━━━ DATA SHOWN ━━━
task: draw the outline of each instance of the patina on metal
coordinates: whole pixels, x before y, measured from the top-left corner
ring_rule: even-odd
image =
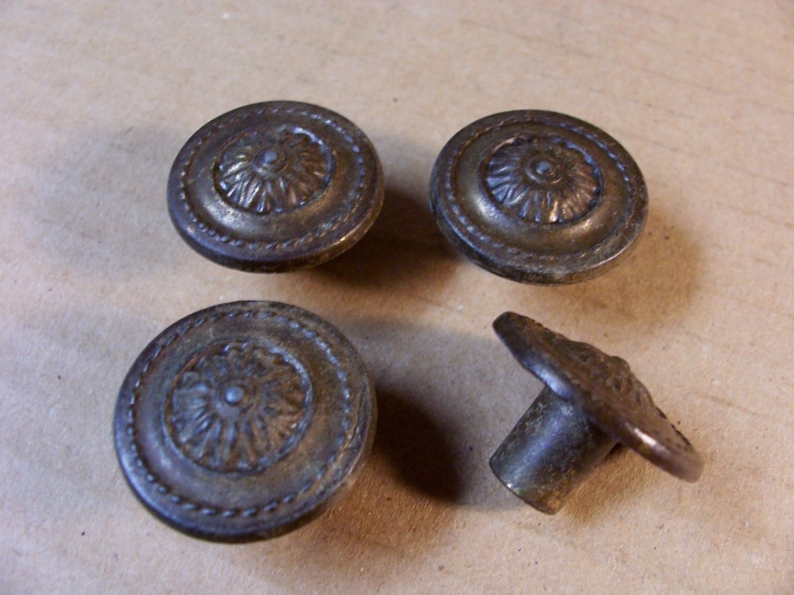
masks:
[[[349,488],[375,390],[336,328],[295,306],[215,305],[160,334],[118,394],[116,451],[146,507],[218,541],[281,535]]]
[[[168,194],[191,248],[226,267],[273,273],[317,266],[360,240],[380,210],[384,175],[349,120],[268,102],[199,129],[174,161]]]
[[[629,365],[511,312],[494,329],[545,387],[491,458],[496,477],[542,512],[558,512],[617,443],[688,482],[703,459]]]
[[[436,159],[430,208],[468,258],[502,277],[560,285],[601,274],[635,245],[648,194],[603,130],[553,112],[478,120]]]

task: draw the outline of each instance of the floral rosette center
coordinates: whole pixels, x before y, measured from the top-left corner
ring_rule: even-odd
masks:
[[[253,130],[221,152],[215,186],[229,205],[268,214],[295,210],[317,198],[333,175],[330,151],[296,126]]]

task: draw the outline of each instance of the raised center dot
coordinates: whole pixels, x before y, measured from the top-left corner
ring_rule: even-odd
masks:
[[[227,386],[223,391],[223,399],[229,405],[239,405],[245,396],[245,390],[243,390],[242,386],[237,386],[236,384]]]
[[[276,161],[276,159],[277,159],[278,158],[279,158],[279,154],[278,153],[276,153],[275,151],[273,151],[273,149],[268,149],[268,150],[263,151],[261,153],[260,153],[256,156],[256,160],[261,165],[270,165],[274,161]]]

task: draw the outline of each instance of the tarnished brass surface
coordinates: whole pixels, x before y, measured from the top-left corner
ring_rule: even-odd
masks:
[[[375,390],[348,340],[318,317],[268,301],[222,304],[176,322],[124,380],[116,451],[157,516],[198,537],[273,537],[354,480],[375,433]]]
[[[700,455],[624,360],[510,312],[494,329],[546,385],[491,459],[494,473],[520,498],[557,512],[616,442],[676,477],[700,478]]]
[[[325,108],[268,102],[198,129],[168,178],[168,210],[195,250],[254,272],[314,267],[367,232],[384,175],[369,139]]]
[[[648,194],[615,139],[553,112],[484,117],[436,159],[430,208],[480,266],[525,283],[573,283],[615,267],[639,238]]]

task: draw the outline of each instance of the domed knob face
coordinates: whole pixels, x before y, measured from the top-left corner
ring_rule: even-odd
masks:
[[[168,180],[168,209],[185,241],[220,264],[256,272],[341,254],[369,229],[383,198],[383,171],[364,132],[295,102],[215,118],[185,144]]]
[[[647,213],[639,168],[586,122],[517,111],[479,120],[441,150],[430,180],[439,228],[503,277],[571,283],[628,253]]]

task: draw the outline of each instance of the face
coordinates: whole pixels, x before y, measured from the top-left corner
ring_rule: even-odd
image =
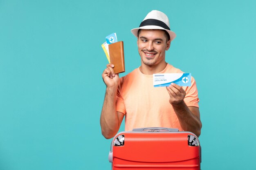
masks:
[[[159,29],[142,29],[138,37],[138,50],[141,64],[153,66],[165,63],[165,51],[170,48],[164,31]]]

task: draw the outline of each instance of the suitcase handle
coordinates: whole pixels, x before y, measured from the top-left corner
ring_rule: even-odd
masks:
[[[134,132],[144,132],[145,131],[150,131],[152,132],[159,132],[158,130],[165,130],[168,132],[178,132],[178,129],[174,129],[171,128],[136,128],[133,129],[132,131]]]

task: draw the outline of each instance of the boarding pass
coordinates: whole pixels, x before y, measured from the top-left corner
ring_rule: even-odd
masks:
[[[163,73],[153,74],[154,87],[167,87],[171,83],[180,86],[191,86],[191,73]]]

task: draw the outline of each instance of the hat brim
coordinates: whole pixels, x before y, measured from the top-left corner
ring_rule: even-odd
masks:
[[[166,31],[167,33],[170,35],[170,39],[171,41],[173,40],[176,37],[176,34],[174,32],[171,31],[164,29],[164,28],[161,27],[161,26],[157,26],[155,25],[147,25],[146,26],[143,26],[139,28],[136,28],[132,29],[131,30],[131,32],[136,38],[138,38],[138,31],[139,29],[162,29]]]

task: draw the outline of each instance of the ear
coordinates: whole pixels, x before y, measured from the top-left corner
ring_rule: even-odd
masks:
[[[165,50],[166,51],[169,49],[170,48],[170,46],[171,46],[171,40],[169,40],[166,43],[166,48],[165,48]]]

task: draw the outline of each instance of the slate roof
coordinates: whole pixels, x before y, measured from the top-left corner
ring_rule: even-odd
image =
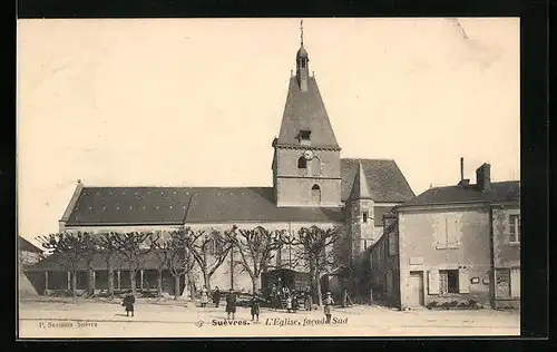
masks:
[[[374,202],[401,203],[414,197],[412,188],[394,160],[343,158],[341,159],[343,202],[350,197],[360,163]]]
[[[276,207],[273,187],[196,188],[187,223],[232,221],[343,222],[341,208]]]
[[[402,203],[413,198],[394,160],[341,159],[342,201],[351,194],[360,164],[373,201]],[[379,225],[382,217],[375,218]],[[330,223],[343,222],[344,213],[341,208],[276,207],[273,187],[82,187],[66,225],[242,221]]]
[[[26,238],[18,236],[18,251],[42,253],[42,250],[30,243]]]
[[[184,187],[84,187],[67,224],[184,224]]]
[[[152,251],[147,254],[145,254],[141,258],[143,262],[143,268],[145,270],[156,270],[158,268],[158,265],[160,263],[160,258],[157,256],[157,254]],[[59,261],[59,255],[58,254],[51,254],[40,261],[39,263],[26,267],[26,272],[41,272],[41,271],[67,271],[68,268],[63,266],[65,263],[61,263]],[[120,255],[114,255],[111,258],[111,264],[113,268],[116,270],[127,270],[128,268],[128,263],[121,257]],[[102,254],[96,253],[92,256],[92,262],[91,262],[92,268],[94,270],[106,270],[107,268],[107,262],[106,258]],[[163,268],[165,268],[166,265],[163,265]],[[78,264],[78,270],[85,271],[87,270],[87,263],[85,261],[80,261]]]
[[[372,199],[361,160],[358,163],[358,173],[354,176],[350,199]]]
[[[341,208],[276,207],[272,187],[84,187],[66,224],[343,219]]]
[[[340,149],[314,77],[302,91],[296,77],[290,78],[281,131],[276,145],[300,146],[300,130],[311,130],[311,147]]]
[[[414,199],[405,202],[401,207],[412,205],[432,205],[473,202],[518,202],[520,201],[520,182],[506,180],[492,183],[491,192],[481,192],[477,185],[447,186],[430,188]]]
━━━
**SHORT PROBLEM**
Repeat the data lines above, from the one containing "task: draw the outline of each instance of the slate" through the one containing "[[[184,187],[84,187],[67,224],[184,224]]]", without any alteration. Keep the pictures out of your answer.

**PROBLEM SOLUTION**
task: draw the outline of each instance of the slate roof
coordinates: whole pixels, x before y, measured from the top-left corner
ring_rule: even-odd
image =
masks:
[[[374,202],[401,203],[414,197],[412,188],[394,160],[343,158],[341,159],[343,202],[350,197],[360,163]]]
[[[276,207],[273,187],[196,188],[187,223],[232,221],[343,222],[341,208]]]
[[[402,203],[413,198],[394,160],[341,159],[342,201],[351,194],[360,164],[373,201]],[[379,225],[382,217],[375,218]],[[330,223],[343,222],[344,213],[341,208],[276,207],[273,187],[82,187],[66,225],[242,221]]]
[[[26,238],[18,236],[18,251],[42,253],[42,250],[30,243]]]
[[[184,187],[84,187],[67,224],[184,224]]]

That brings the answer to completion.